### Tâches demandées
A. Répondez aux questions suivantes à partir du texte sur les formations à l'IA à Monaco :
(i) Dans quels locaux la session Digital FlashUP s'est-elle tenue ?
(ii) Quel jour cette session a-t-elle eu lieu ?
(iii) Comment Florent Rudolf est-il présenté ?
B. Renvoyez tel quel le passage du texte sur les formations à l'IA à Monaco allant de "Devant une assemblée" jusqu'à "pour atteindre l’excellence.".
C. Reprenez le texte sur les formations à l'IA à Monaco et poursuivez-le à partir de sa dernière phrase.

### Texte de l'exercice
────────────────

La Principauté lance un cycle de formations dédié à l’IA pour accompagner les entreprises locales. Une stratégie économique ambitieuse portée par le Gouvernement princier.
C’est dans les locaux de MonacoTech, l’incubateur créé en partenariat avec Xavier Niel, que s’est tenue jeudi 4 décembre une session Digital FlashUP consacrée à l’intelligence artificielle. Ce rendez-vous matinal, organisé par le programme Extended Monaco Entreprises en partenariat avec le Monaco Business Office, marque un élément de la thématique majeure de 2026 pour l’économie de la Principauté : l’IA au service des entreprises.
Devant une assemblée de dirigeants et d’entrepreneurs monégasques réunis dès 8 heures autour d’un petit-déjeuner, Florent Rudolf, expert en transformation numérique, a posé les bases d’une utilisation raisonnée de ces nouveaux outils. Son message : l’IA est un assistant remarquable capable de produire des brouillons de grande qualité, mais l’intervention humaine reste indispensable pour atteindre l’excellence.

────────────────

(Données de localisation par point et par instance)
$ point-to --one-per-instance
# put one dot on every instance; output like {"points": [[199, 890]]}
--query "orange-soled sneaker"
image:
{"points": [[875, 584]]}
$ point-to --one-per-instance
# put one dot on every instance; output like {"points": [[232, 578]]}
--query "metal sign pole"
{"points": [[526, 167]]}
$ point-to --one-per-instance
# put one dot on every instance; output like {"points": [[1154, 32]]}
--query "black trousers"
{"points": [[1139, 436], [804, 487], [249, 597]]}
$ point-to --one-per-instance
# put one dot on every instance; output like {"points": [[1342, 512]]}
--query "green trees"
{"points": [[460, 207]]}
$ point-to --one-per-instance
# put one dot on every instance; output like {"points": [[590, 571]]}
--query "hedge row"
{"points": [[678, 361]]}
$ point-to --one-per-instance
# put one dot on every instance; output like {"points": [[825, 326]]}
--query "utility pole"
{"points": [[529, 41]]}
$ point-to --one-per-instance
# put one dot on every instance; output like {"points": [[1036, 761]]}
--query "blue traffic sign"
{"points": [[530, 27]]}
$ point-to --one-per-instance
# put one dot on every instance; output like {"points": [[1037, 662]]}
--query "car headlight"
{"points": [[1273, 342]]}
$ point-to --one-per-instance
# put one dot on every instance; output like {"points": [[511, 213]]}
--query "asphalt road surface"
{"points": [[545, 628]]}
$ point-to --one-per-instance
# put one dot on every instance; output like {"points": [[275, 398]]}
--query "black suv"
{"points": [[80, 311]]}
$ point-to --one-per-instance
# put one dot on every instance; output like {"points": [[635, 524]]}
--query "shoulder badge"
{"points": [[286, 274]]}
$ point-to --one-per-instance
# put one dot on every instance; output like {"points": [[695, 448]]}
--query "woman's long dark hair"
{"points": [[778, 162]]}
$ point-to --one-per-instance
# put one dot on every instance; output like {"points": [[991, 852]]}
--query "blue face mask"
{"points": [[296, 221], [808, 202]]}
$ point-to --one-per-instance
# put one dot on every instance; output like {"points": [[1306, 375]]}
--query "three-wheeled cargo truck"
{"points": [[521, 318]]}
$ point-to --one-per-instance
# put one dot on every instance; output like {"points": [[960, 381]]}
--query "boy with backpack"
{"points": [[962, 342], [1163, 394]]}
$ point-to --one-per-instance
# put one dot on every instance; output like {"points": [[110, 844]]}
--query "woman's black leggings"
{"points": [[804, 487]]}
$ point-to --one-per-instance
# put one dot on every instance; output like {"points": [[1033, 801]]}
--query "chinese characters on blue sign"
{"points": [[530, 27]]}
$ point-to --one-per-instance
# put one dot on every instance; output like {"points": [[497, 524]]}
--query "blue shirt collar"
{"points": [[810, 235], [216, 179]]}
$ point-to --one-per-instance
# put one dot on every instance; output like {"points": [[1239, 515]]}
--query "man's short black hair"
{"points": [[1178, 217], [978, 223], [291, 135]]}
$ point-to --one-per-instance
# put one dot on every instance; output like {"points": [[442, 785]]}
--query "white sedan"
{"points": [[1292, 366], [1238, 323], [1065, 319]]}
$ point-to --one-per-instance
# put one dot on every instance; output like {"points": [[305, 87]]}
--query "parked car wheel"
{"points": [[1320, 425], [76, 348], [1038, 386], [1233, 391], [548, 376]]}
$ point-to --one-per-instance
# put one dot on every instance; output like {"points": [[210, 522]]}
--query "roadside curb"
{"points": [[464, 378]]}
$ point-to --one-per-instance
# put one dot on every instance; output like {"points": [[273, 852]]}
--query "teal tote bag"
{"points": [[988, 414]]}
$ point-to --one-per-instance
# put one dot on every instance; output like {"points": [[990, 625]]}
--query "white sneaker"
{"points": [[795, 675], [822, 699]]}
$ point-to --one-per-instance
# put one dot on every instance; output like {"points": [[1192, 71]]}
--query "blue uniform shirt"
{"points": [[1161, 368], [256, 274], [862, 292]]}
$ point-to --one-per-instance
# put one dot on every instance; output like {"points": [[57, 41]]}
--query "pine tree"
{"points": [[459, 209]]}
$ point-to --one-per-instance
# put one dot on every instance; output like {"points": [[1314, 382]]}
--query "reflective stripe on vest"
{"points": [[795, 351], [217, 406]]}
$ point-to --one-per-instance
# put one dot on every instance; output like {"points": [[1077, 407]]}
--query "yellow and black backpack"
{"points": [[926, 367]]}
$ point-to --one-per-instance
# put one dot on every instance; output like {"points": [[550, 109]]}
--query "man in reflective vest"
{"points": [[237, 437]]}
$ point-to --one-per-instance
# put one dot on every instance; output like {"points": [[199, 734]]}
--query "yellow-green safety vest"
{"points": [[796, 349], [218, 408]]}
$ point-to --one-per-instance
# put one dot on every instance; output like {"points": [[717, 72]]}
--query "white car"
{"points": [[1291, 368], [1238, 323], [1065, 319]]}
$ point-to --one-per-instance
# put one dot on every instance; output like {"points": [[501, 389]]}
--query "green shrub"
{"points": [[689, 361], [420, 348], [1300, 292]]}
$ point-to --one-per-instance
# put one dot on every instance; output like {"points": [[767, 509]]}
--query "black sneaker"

────────────────

### Réponses rédigées
A.
(i) Dans les locaux de MonacoTech, l'incubateur créé en partenariat avec Xavier Niel.
(ii) Le jeudi 4 décembre.
(iii) Comme expert en transformation numérique.

B.
Devant une assemblée de dirigeants et d’entrepreneurs monégasques réunis dès 8 heures autour d’un petit-déjeuner, Florent Rudolf, expert en transformation numérique, a posé les bases d’une utilisation raisonnée de ces nouveaux outils. Son message : l’IA est un assistant remarquable capable de produire des brouillons de grande qualité, mais l’intervention humaine reste indispensable pour atteindre l’excellence.

C.
« Ne jamais faire confiance aveuglément »
L’intervenant a insisté sur les bonnes pratiques : proscrire l’utilisation de données confidentielles, veiller à la qualité des informations transmises aux modèles, et surtout relire et valider systématiquement les résultats obtenus. « On arrive généralement à 80 ou 90 % du résultat souhaité, mais atteindre les 100 % demeure très compliqué », a-t-il reconnu, invitant les participants à « itérer une fois, deux fois, trois fois » jusqu’à obtenir un rendu satisfaisant.

Interrogé sur un éventuel classement entre les différents modèles disponibles sur le marché — ChatGPT, Gemini, Claude ou encore le français Mistral —, Florent Rudolf a refusé de trancher. « C’est une question piège », a-t-il répondu avec le sourire. Chaque outil présente des spécificités : ChatGPT excelle dans le traitement textuel, Gemini se distingue pour les recherches historiques, Claude s’impose dans le développement informatique. Sa recommandation : interroger plusieurs IA simultanément et comparer leurs réponses.
L’IA comme levier de valeur ajoutée
Parmi les témoignages d’entrepreneurs, celui de M. Vacher, actionnaire de la société Hydro Concept, spécialisée dans la conception de spas sur mesure pour l’hôtellerie de luxe, illustre la diversité des approches. L’entreprise monégasque ne voit pas dans l’IA un instrument d’économie d’échelle, mais plutôt un moyen d’apporter une valeur ajoutée supplémentaire à ses clients exigeants.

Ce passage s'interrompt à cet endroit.